Aim of the task: Give back the line where "If you could pin the pink shorts" appears and all the lines after it until the listing ends, unchanged and with nothing else.

Provided entries:
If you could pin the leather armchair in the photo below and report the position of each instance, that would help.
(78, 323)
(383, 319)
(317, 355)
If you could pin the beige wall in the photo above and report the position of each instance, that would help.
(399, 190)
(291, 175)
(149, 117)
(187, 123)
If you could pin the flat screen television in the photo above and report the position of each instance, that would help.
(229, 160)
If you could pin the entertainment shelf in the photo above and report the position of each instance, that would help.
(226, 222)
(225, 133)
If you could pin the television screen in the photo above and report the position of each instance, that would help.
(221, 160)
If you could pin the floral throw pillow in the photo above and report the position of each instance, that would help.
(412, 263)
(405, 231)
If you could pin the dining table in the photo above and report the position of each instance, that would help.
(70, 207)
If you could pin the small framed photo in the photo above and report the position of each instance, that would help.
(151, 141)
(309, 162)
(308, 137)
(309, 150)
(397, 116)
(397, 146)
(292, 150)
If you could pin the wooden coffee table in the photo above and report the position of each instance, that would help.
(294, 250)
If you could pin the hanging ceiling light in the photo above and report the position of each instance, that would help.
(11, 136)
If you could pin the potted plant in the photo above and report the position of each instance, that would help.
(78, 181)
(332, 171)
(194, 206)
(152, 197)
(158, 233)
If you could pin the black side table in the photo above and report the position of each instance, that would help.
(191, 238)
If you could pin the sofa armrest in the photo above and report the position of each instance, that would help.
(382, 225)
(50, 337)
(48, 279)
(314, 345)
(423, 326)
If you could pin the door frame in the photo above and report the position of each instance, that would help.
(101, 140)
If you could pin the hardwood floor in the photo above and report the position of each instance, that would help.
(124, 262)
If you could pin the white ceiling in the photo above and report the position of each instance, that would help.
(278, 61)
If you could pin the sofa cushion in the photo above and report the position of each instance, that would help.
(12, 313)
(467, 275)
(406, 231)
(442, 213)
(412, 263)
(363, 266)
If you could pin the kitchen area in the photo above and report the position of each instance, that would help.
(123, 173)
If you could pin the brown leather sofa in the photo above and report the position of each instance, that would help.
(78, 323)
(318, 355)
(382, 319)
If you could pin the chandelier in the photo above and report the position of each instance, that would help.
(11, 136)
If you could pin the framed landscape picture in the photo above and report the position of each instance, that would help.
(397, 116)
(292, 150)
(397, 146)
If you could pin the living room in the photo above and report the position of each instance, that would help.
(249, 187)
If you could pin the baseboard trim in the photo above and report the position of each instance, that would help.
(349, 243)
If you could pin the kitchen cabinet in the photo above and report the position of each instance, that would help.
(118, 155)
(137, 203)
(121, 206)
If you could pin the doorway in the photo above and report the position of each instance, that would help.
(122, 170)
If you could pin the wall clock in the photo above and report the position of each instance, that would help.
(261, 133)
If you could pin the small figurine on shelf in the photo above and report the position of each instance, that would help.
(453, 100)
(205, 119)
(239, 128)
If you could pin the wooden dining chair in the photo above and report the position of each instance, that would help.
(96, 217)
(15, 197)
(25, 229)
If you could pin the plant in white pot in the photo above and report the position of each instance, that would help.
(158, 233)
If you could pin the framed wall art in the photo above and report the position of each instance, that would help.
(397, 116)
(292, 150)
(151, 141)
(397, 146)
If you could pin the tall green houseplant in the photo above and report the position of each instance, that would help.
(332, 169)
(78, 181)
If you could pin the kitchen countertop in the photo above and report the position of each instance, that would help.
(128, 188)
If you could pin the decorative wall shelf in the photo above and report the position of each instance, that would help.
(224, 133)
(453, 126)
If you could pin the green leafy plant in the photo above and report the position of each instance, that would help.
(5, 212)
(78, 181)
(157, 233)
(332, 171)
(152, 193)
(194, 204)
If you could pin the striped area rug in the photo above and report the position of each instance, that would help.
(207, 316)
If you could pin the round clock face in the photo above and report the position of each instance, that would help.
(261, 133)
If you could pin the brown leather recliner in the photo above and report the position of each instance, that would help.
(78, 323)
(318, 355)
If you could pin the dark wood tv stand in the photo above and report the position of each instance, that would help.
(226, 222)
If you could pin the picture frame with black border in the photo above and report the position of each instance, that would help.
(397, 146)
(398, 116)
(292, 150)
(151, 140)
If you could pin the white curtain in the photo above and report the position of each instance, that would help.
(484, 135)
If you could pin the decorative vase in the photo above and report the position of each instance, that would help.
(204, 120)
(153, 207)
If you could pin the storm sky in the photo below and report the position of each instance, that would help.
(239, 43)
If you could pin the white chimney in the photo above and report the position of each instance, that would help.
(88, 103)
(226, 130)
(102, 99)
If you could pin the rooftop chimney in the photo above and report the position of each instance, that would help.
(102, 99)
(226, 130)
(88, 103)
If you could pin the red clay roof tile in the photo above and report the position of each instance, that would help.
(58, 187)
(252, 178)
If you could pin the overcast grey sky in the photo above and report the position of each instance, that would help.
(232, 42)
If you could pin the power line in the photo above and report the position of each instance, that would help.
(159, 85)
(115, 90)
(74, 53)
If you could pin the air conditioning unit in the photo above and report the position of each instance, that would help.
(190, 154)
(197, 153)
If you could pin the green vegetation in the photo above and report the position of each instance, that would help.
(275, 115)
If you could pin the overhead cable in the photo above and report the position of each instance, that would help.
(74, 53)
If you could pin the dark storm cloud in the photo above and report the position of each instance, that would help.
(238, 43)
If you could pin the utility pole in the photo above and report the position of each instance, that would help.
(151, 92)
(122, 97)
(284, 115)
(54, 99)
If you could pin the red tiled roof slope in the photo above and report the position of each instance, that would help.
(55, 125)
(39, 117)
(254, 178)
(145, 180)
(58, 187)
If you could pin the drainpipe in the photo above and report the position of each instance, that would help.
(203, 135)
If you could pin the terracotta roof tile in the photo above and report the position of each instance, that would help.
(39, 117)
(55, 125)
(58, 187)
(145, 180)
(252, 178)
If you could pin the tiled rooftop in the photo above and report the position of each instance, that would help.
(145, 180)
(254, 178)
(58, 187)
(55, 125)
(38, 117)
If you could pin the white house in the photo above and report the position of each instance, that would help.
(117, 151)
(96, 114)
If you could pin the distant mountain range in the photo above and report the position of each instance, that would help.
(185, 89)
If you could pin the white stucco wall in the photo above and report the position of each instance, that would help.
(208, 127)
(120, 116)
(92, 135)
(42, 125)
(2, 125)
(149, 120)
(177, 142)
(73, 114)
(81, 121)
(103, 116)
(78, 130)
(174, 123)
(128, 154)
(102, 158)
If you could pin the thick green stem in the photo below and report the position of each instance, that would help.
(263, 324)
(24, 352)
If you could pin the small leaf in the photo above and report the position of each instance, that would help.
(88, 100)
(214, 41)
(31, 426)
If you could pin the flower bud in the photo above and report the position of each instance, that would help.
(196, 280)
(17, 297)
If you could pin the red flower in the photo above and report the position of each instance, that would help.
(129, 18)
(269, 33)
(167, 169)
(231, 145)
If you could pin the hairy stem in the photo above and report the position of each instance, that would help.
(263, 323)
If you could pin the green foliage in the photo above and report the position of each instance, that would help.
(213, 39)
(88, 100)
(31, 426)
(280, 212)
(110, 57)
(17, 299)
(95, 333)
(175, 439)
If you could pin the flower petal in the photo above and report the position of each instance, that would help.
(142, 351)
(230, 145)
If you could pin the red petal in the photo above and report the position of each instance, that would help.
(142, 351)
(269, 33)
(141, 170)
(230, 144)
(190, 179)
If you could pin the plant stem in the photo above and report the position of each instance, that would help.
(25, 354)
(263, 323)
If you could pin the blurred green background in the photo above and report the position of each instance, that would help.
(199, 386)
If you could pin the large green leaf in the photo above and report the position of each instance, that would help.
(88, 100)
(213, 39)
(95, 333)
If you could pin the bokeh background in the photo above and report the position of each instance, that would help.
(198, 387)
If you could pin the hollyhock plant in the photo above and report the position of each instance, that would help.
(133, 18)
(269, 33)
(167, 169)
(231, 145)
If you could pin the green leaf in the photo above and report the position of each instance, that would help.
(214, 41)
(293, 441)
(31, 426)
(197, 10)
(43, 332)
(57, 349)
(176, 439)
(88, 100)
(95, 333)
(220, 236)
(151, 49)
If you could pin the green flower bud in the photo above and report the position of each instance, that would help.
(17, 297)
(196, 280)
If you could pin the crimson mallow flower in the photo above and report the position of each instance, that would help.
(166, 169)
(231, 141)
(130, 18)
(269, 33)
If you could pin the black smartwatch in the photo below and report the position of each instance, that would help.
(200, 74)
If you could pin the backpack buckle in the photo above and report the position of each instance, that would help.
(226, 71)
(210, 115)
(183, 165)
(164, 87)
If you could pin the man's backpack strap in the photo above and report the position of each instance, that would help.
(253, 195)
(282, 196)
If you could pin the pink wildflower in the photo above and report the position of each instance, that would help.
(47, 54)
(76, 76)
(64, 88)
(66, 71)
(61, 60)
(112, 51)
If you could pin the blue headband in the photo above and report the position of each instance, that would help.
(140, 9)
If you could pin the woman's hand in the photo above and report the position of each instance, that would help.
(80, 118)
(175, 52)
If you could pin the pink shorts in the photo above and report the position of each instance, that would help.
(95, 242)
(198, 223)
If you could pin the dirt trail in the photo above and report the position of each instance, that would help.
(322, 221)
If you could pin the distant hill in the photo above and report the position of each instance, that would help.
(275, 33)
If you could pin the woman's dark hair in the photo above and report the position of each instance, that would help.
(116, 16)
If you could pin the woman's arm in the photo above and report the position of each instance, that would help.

Result of this exercise:
If you could pin the pink shorts in the photo above and report the position of each instance, that would help.
(95, 242)
(198, 223)
If you could pin the dirt trail in the photo above and report the position of each instance, that would help.
(322, 221)
If you could pin the distant hill in the photo above and report the position of each instance, that would help.
(275, 33)
If you could pin the woman's dark hair in the photo above and report the position of each instance, that would help.
(116, 16)
If you could pin the woman's arm in the photo above and report the position of each instance, that would help.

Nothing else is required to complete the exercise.